This feels like we are papering over a hole in the PCI core.
Is there no way of detecting Secondary Bus Reset (SBR) and
communicate that down to the device?
+CC Bjorn. 
Most of the logic would be needed in driver anyway though as
we don't want to bother warning on SBR if there was no memory mapped.

Bjorn, would you prefer this FLR vs SBR being detected by state
change in driver, or a modification to the PCI core so that it
provides this info to the drivers?  I assume this pretty unique
to CXL as normally there isn't a magic control to ignore triggering
a reset.

One trivial comment inline.

Jonathan

> diff --git a/drivers/cxl/core/port.c b/drivers/cxl/core/port.c
> index e59d9d37aa65..81d9f57d2e84 100644
> --- a/drivers/cxl/core/port.c
> +++ b/drivers/cxl/core/port.c
> @@ -45,6 +45,17 @@ int cxl_num_decoders_committed(struct cxl_port *port)
>  	return port->commit_end + 1;
>  }
>  
> +int cxl_num_decoders_committed_locked(struct cxl_port *port)

# Given problem a
List every uppercase abbreviation in the excerpt on PCI resets that denotes either a bus or interconnect standard or a type of reset.

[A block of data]

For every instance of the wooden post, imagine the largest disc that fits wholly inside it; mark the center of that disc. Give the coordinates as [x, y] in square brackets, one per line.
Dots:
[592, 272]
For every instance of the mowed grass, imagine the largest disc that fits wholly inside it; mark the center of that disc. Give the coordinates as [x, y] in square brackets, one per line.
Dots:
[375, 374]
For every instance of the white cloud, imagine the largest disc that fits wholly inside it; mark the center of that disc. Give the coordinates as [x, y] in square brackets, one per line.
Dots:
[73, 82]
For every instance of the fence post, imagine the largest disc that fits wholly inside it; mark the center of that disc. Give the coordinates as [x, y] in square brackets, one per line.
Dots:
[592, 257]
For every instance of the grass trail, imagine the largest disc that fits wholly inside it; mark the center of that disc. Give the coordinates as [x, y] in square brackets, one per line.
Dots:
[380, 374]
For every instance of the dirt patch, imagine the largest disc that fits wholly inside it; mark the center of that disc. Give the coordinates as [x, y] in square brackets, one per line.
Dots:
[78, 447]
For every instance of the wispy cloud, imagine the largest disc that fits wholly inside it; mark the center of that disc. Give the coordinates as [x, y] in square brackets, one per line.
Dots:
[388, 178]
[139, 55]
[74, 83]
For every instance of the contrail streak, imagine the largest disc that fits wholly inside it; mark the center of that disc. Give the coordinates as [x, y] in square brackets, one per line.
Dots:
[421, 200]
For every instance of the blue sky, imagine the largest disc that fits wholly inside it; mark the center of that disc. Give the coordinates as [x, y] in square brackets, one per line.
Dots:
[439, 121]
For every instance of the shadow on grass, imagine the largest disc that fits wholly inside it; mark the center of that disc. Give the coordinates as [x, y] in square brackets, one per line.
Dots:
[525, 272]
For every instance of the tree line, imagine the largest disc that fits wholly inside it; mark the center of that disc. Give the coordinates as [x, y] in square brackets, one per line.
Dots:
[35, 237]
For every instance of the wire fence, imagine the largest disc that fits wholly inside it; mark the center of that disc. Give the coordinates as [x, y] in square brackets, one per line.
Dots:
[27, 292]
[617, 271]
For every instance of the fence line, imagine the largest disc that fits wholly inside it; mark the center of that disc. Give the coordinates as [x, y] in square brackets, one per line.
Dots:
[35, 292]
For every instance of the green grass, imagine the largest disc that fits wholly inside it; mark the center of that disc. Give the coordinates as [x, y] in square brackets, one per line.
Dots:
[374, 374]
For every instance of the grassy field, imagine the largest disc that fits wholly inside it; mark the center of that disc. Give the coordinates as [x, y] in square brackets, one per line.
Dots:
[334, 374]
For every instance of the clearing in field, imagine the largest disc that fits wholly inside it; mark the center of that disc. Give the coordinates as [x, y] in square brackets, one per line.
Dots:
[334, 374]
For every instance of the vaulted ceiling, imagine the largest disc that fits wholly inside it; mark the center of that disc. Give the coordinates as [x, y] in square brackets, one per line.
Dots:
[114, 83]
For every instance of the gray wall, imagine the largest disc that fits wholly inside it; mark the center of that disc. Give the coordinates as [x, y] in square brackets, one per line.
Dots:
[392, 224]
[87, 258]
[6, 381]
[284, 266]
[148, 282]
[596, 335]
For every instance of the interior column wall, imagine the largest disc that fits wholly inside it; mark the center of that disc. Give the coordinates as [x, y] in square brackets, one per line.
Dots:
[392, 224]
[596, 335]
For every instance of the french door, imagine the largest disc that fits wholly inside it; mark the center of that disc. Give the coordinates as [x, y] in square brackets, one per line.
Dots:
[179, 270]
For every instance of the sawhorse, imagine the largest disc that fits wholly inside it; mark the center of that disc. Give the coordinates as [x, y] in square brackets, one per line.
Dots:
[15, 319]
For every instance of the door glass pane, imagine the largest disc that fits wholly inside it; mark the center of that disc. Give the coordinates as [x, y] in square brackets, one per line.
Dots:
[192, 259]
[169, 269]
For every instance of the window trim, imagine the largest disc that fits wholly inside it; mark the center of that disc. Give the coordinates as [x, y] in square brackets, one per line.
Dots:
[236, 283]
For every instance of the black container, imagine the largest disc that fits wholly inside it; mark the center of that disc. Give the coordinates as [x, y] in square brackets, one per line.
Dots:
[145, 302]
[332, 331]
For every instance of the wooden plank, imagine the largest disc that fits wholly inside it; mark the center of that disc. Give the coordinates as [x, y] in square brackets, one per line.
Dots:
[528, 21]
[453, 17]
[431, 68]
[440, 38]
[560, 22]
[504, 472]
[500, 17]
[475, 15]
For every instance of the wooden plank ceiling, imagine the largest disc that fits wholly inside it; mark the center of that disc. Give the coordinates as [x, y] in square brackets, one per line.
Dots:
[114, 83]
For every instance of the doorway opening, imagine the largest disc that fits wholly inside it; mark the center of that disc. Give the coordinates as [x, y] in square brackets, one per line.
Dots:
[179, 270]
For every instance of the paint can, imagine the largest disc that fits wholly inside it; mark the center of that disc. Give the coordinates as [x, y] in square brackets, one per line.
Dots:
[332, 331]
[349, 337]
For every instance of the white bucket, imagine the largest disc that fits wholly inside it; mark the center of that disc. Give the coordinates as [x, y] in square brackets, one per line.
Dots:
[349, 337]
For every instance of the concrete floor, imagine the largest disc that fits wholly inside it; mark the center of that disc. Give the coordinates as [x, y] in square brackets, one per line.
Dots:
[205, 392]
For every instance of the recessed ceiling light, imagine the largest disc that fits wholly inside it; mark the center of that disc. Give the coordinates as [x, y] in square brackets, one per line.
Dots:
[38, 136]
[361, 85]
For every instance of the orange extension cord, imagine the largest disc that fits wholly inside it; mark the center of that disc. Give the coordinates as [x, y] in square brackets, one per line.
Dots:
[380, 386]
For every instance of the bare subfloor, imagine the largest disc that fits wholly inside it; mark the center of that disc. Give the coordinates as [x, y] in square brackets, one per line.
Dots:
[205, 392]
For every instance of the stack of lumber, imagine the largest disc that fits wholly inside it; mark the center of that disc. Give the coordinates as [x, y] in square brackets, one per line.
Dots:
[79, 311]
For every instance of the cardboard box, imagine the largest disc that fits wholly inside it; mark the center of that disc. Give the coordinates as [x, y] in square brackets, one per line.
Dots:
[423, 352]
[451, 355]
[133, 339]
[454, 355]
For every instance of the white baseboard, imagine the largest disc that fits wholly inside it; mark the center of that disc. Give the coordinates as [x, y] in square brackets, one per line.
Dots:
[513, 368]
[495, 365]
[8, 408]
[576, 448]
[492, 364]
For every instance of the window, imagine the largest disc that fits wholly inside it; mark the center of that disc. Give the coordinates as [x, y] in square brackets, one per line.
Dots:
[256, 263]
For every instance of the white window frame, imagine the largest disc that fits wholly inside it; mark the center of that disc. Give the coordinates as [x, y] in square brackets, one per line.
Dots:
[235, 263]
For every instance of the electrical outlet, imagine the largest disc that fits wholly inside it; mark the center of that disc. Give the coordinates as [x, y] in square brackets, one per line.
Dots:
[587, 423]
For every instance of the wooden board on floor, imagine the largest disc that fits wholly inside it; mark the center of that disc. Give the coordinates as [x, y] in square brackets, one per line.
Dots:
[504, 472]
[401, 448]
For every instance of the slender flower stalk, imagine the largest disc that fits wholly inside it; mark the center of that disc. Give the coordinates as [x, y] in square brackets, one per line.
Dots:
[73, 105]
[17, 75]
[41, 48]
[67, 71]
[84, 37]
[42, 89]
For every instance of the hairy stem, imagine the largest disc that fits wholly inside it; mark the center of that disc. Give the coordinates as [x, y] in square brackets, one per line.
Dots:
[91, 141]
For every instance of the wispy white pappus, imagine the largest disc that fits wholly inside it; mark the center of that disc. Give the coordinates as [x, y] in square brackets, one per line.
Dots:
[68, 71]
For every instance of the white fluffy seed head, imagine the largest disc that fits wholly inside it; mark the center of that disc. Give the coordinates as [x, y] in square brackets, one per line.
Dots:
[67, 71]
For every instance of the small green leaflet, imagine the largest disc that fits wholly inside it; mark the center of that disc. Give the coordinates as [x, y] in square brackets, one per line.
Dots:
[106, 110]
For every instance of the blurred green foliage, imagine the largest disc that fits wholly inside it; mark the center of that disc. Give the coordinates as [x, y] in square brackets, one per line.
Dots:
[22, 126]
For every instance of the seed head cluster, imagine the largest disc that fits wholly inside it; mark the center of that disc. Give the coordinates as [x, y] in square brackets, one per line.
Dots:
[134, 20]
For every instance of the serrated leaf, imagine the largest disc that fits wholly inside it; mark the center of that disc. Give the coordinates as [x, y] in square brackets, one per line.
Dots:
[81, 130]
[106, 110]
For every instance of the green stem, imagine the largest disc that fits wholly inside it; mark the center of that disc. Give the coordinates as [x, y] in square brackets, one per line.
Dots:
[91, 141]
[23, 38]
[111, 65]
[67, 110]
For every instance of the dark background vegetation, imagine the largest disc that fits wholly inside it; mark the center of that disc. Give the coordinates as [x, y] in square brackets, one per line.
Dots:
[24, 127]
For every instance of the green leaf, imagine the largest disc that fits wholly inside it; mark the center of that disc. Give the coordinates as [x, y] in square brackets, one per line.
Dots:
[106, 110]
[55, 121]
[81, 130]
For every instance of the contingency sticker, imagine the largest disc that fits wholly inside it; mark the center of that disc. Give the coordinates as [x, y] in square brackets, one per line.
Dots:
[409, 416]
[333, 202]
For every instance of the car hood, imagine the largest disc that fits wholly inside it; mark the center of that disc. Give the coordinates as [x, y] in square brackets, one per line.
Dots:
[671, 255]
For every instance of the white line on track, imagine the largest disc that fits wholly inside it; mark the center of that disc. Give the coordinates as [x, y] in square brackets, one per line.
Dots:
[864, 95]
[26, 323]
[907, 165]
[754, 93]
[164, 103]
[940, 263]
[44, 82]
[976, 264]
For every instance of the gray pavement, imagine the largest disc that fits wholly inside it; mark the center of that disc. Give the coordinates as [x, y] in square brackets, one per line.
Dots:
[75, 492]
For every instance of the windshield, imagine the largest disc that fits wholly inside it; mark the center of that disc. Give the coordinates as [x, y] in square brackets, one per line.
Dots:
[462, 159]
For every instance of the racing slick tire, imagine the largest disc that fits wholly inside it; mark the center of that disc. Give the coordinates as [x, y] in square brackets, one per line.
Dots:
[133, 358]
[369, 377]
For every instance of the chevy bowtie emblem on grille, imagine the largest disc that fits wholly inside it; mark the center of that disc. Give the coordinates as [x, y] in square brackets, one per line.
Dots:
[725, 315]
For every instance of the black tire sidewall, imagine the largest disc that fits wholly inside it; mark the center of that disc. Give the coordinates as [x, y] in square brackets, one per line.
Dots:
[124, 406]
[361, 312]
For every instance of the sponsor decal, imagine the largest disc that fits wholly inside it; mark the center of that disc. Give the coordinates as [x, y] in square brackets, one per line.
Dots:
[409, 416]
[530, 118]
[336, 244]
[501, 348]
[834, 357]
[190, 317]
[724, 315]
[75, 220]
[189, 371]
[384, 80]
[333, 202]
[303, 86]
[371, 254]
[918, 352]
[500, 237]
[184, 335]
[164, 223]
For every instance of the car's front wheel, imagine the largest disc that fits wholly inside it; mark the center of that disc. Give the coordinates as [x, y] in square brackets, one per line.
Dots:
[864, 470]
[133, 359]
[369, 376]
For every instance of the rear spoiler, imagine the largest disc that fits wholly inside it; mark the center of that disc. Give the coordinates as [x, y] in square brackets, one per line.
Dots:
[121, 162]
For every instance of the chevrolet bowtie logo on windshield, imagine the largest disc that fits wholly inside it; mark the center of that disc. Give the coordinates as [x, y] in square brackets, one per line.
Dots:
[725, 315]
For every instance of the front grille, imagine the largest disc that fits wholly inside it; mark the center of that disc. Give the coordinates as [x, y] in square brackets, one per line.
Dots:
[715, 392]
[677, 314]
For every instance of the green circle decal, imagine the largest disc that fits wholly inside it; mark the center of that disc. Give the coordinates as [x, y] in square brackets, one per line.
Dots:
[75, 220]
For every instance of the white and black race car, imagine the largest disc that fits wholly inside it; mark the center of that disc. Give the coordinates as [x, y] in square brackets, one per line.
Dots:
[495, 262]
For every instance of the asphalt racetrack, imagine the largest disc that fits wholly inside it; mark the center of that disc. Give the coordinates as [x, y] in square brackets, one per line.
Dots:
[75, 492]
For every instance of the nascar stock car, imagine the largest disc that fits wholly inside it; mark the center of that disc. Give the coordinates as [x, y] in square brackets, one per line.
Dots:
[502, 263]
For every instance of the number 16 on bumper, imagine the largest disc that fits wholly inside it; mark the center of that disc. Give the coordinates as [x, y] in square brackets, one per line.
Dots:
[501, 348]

# Given problem b
Report how many lines of the records contain the word "seed". Give only the number.

# Written response a
PCI, SBR, FLR, CXL

# Written response b
2